WHAT IS EXPECTED:
Return each line of the rows below that contains the string "small", copied whole. The match is case-sensitive.
═════ DATASET RECORDS
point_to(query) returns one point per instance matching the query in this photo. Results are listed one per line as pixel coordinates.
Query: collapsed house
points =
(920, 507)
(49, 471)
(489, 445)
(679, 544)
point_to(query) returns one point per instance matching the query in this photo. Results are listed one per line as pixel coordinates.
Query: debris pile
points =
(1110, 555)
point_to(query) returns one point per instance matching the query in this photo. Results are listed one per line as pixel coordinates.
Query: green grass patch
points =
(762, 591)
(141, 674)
══════════
═════ DATASET RECORDS
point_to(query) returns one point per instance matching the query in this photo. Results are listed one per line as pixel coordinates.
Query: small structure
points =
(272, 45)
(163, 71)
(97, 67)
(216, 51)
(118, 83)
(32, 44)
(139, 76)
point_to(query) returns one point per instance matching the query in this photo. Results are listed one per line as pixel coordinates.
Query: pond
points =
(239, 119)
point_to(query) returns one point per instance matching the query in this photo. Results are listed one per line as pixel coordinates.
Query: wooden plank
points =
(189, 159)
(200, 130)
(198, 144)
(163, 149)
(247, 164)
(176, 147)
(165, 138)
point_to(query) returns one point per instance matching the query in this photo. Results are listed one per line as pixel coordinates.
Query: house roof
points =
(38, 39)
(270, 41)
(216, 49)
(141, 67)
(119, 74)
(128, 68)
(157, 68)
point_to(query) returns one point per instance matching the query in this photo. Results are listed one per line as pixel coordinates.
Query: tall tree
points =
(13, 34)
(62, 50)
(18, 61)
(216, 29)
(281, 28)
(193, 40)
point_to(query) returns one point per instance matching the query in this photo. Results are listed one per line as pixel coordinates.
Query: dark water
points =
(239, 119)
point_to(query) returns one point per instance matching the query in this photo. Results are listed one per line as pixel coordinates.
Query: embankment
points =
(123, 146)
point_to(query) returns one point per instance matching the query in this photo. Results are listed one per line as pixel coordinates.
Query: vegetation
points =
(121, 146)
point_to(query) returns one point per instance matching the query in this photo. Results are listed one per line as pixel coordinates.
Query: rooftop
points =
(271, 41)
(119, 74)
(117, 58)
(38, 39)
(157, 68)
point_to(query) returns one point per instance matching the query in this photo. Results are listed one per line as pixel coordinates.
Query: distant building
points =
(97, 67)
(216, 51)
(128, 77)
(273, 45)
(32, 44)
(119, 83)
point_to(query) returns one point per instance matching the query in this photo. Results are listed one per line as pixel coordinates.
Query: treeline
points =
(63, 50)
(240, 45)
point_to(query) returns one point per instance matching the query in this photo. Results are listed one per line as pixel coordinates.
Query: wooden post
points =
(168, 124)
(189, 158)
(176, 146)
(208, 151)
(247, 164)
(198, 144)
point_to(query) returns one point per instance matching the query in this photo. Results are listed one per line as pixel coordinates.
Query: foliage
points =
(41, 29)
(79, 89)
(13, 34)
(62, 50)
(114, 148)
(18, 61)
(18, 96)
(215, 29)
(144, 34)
══════════
═════ DATASET RECORDS
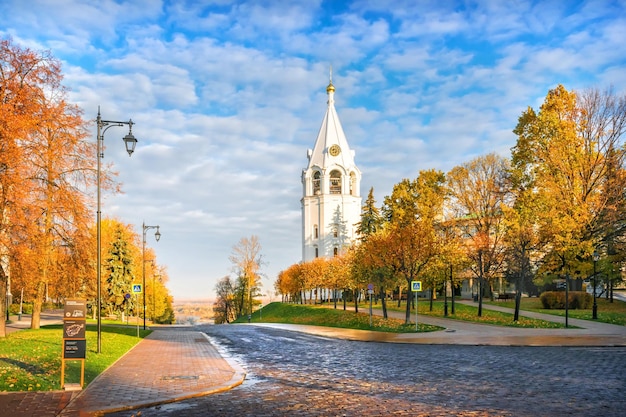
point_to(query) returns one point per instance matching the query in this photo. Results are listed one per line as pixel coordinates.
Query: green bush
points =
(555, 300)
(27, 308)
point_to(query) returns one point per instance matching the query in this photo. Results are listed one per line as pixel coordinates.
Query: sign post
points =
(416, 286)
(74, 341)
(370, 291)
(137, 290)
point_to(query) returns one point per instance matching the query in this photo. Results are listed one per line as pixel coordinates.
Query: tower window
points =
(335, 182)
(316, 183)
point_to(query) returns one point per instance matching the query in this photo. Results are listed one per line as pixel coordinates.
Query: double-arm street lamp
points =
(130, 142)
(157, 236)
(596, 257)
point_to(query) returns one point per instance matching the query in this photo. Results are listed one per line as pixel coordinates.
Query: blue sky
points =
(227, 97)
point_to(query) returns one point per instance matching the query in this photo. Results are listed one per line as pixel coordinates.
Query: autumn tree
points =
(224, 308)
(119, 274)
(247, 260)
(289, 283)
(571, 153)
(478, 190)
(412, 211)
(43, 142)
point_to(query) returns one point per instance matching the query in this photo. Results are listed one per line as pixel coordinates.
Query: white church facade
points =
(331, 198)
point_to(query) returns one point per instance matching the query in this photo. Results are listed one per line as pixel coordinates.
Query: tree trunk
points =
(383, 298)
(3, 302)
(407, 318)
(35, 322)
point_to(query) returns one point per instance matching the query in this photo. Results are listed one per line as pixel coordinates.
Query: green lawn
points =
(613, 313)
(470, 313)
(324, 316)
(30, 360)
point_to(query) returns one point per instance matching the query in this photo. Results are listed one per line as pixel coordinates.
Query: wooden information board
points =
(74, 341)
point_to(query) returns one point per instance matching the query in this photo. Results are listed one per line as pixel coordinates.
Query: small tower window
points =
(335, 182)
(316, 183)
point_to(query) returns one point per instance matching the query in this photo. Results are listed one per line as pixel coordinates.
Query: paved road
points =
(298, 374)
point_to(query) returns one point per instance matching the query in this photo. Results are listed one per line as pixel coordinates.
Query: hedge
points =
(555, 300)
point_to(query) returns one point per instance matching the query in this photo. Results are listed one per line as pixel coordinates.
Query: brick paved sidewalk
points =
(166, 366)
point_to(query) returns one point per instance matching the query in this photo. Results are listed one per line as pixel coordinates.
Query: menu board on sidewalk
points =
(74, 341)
══════════
OUTPUT FOR THIS EXERCISE:
Query: small structure
Query: small tower window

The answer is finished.